> STATED EXERCISE 1
From the capacitor passage, list each use of capacitors given in its bulleted list of applications.

> SOURCE PASSAGE
The potential difference across the two cylinders is given by

${{V}_{outer}}-{{V}_{inner}}=-\int_{a}^{b}{\dfrac{\lambda }{2\pi r{{\varepsilon }_{o}}}}dr$

${{V}_{outer}}-{{V}_{inner}}=-\dfrac{\lambda}{2\pi{{\varepsilon }_{o}}}\int_{a}^{b}{\dfrac{1}{r}}dr $

$=-\dfrac{\lambda }{2\pi {{\varepsilon }_{o}}}\left( ln\dfrac{b}{a} \right)$


As the outer cylinder is negatively charged, considering its voltage as zero, the potential difference can be obtained as

$V = \dfrac{\lambda }{2\pi \varepsilon _{o}}\left ( ln \dfrac{b}{a} \right )$


Now, the capacitance can be derived as follows:

$C=\dfrac{Q}{V}$

$C=\dfrac{\lambda L}{\dfrac{\lambda }{2\pi {{\varepsilon }_{o}}}\left( ln\dfrac{b}{a} \right)}$

$\dfrac{C}{L}=\dfrac{2\pi {{\varepsilon }_{o}}}{\left( ln\dfrac{b}{a} \right)}$

The above equation represents the capacitance per unit length of the cylindrical capacitor.


Then, the energy stored in the cylindrical capacitor:

$U =\dfrac{{{Q}^{2}}}{2C}$


Substitute the value of capacitance and simplify.

$U=\dfrac {Q^2}{\dfrac {2 L\pi {\varepsilon_o}}{\left( ln\dfrac{b}{a} \right)}}$

$U=\dfrac {Q^2}{2L\pi {\varepsilon_o}} ~\ln {\left(\dfrac {b}{a}\right)}$

The above equation is the formula to find the energy stored in a cylindrical capacitor.


Applications of Capacitors

After learning about capacitors and their related information, now let us understand the applications or uses of capacitors. The following are a few of the major applications of capacitors:

  • A large number of capacitors can be used in the audio systems of cars to provide excess energy required for amplifying sound. 

  • They are also used to condition the power supplies. In detail, due to their property of allowing AC and blocking DC signals during charging, they can easily split up these two signals and clean the power supply.

  • They are used to reduce noise in a system.

(Location identification entries)
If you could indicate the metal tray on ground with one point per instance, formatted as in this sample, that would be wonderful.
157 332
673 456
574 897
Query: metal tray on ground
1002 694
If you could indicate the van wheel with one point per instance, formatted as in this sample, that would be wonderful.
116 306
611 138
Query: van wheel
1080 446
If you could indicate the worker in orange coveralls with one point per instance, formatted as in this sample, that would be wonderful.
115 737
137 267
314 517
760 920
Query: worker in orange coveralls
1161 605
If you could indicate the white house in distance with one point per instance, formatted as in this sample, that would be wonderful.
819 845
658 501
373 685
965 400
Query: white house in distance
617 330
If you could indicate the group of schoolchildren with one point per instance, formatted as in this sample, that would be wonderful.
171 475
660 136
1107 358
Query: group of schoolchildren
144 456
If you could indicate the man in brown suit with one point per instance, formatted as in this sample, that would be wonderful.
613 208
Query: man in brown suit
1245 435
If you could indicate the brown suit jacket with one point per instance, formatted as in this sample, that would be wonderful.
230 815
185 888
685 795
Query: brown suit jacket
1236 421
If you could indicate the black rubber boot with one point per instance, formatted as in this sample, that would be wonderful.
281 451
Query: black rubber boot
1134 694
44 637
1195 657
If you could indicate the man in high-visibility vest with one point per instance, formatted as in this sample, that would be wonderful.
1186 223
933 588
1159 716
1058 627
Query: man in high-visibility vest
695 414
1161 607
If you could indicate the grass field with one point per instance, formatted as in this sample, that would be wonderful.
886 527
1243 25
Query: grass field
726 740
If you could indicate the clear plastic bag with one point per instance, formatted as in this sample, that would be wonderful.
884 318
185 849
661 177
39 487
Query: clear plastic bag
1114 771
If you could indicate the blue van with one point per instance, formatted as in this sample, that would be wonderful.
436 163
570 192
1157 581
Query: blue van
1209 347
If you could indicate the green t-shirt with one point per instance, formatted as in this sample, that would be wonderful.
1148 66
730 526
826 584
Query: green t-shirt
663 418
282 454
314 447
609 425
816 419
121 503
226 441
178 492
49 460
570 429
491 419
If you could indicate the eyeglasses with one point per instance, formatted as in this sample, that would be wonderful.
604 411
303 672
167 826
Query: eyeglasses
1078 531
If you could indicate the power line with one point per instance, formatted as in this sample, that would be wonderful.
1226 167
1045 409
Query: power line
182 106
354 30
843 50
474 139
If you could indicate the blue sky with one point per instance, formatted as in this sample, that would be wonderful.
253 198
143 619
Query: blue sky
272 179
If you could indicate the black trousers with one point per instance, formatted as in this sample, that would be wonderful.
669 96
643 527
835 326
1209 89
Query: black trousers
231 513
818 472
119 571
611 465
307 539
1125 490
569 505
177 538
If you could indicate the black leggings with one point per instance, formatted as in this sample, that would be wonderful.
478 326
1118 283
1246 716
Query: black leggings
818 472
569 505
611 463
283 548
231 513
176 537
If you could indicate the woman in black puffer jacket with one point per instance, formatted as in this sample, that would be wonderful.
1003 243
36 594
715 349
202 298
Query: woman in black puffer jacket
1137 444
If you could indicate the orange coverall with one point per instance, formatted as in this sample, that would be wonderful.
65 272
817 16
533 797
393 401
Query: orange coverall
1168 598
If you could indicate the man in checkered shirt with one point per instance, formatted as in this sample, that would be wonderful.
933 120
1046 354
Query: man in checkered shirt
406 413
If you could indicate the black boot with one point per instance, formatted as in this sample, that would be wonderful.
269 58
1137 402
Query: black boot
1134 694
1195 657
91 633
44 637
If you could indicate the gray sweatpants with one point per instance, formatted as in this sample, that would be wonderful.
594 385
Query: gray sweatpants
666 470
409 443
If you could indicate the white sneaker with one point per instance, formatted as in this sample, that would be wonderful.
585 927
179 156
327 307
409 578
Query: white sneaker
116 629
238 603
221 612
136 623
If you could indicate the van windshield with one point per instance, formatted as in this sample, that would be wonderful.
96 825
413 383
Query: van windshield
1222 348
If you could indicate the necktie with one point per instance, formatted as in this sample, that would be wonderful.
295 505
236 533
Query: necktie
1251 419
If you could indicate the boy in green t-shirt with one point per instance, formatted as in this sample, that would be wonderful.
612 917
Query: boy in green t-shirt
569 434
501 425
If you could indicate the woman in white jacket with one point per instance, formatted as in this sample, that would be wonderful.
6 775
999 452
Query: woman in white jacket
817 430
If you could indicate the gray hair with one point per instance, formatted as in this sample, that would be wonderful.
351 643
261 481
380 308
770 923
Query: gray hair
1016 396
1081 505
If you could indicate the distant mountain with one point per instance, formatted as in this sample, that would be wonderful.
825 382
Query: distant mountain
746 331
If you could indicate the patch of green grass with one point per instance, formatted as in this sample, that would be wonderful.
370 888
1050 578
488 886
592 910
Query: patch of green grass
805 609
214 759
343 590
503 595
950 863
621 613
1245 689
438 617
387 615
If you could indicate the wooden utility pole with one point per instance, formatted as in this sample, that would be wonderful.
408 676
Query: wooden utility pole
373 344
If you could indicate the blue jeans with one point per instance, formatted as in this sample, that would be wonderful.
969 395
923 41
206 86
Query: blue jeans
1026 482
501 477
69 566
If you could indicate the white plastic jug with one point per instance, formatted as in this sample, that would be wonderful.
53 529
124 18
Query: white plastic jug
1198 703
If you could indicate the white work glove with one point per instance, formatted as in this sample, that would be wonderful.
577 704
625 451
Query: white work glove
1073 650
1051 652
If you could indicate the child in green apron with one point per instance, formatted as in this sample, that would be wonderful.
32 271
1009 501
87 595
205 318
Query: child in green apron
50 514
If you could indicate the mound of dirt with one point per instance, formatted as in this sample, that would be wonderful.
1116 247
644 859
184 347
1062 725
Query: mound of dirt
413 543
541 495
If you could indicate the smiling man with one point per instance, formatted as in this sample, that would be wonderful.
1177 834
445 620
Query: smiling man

> STATED EXERCISE 2
Collect every line in the rows above that contains the string "high". Case counts.

> CORRECT OUTPUT 1
- In car audio systems, to provide the extra energy needed to amplify sound
- To condition power supplies by splitting AC and DC signals and cleaning the supply
- To reduce noise in a system

> CORRECT OUTPUT 2
If you could indicate the man in high-visibility vest with one point per instance, formatted as in this sample, that would be wonderful.
Query: man in high-visibility vest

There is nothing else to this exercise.